[Exercise directions] Swap "pixel coordinates" for "x-y coordinates" throughout the listing below, and reproduce every line with nothing else altered.

-------- Record excerpts

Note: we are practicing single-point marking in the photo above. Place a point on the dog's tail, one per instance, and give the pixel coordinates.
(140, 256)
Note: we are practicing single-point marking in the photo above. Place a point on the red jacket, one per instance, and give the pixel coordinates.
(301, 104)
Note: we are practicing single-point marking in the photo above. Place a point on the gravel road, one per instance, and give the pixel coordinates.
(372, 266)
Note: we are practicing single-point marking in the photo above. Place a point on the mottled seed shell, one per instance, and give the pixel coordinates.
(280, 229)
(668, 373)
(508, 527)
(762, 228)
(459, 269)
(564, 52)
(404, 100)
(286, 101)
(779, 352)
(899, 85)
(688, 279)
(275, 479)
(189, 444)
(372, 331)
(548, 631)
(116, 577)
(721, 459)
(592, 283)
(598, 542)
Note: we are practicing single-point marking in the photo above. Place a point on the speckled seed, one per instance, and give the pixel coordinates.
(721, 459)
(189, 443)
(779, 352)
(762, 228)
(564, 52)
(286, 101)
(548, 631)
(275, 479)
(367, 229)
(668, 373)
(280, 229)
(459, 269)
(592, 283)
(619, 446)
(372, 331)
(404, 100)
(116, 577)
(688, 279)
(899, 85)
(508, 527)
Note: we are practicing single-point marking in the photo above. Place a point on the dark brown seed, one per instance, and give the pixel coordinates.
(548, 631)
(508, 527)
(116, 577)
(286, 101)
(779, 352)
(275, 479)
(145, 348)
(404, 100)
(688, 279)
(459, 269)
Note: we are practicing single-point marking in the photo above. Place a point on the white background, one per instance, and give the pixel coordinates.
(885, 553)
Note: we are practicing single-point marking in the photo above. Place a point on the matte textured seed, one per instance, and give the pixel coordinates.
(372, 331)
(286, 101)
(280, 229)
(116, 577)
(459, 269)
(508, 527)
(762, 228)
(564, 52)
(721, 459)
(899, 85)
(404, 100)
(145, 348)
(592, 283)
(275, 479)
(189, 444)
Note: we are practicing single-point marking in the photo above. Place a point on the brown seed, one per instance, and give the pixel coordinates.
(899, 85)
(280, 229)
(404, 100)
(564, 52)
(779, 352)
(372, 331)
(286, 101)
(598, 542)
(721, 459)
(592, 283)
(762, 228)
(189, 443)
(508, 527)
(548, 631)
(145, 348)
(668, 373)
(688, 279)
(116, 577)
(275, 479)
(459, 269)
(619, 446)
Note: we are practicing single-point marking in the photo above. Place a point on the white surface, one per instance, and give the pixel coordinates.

----------------

[Task answer]
Note: we are practicing single-point marking in the photo above. Place a point on the dog's tail, one per instance, and give the x-y coordinates.
(140, 256)
Note: we are practicing single-point marking in the photo above. Place a point on the red jacket, one per instance, and give the x-y coordinates.
(301, 104)
Note: we are practicing single-point marking in the photo above. Place a point on the gravel road, one per instance, and give the x-y coordinates.
(372, 266)
Note: we are practicing single-point marking in the photo above. Place a point on the mottled seed shell, one per instance, and give the x-y coordinates.
(280, 229)
(668, 373)
(508, 527)
(762, 228)
(459, 269)
(564, 52)
(404, 100)
(286, 101)
(779, 352)
(899, 85)
(688, 279)
(275, 479)
(189, 444)
(372, 331)
(548, 631)
(116, 577)
(721, 459)
(592, 283)
(598, 542)
Note: we are practicing single-point marking in the photo above. Place a point on the speckled seed, one per instance, and give the x-y coordinates.
(721, 459)
(189, 443)
(779, 352)
(762, 228)
(564, 52)
(286, 101)
(548, 631)
(275, 479)
(367, 229)
(668, 373)
(280, 229)
(459, 269)
(592, 283)
(619, 446)
(372, 331)
(404, 100)
(116, 577)
(688, 279)
(899, 85)
(508, 527)
Note: we are practicing single-point marking in the photo above. Place a point on the dark brown seed, one per instance, and give the x-y coordinates.
(548, 631)
(508, 527)
(116, 577)
(286, 101)
(779, 352)
(275, 479)
(145, 348)
(404, 100)
(688, 279)
(459, 269)
Note: we are practicing single-point marking in the photo above. Place a point on the white background, one per instance, and give the x-y coordinates.
(885, 553)
Note: we are practicing single-point marking in the photo above. Place a point on the matte textured seed, one per instance, and give the x-y coordinates.
(372, 331)
(286, 101)
(280, 229)
(116, 577)
(459, 269)
(508, 527)
(762, 228)
(564, 52)
(721, 459)
(899, 85)
(404, 100)
(145, 348)
(592, 283)
(275, 479)
(189, 444)
Note: we are practicing single-point marking in the photo above. Place a point on the brown seed, one per instance, and give the x-y coordinates.
(899, 85)
(280, 229)
(404, 100)
(564, 52)
(779, 352)
(372, 331)
(286, 101)
(598, 542)
(721, 459)
(592, 283)
(762, 228)
(189, 443)
(508, 527)
(548, 631)
(145, 348)
(668, 373)
(688, 279)
(116, 577)
(275, 479)
(459, 269)
(619, 446)
Note: we are practicing single-point marking in the photo above. Place a point on the white surface, one per instance, and give the x-y coordinates.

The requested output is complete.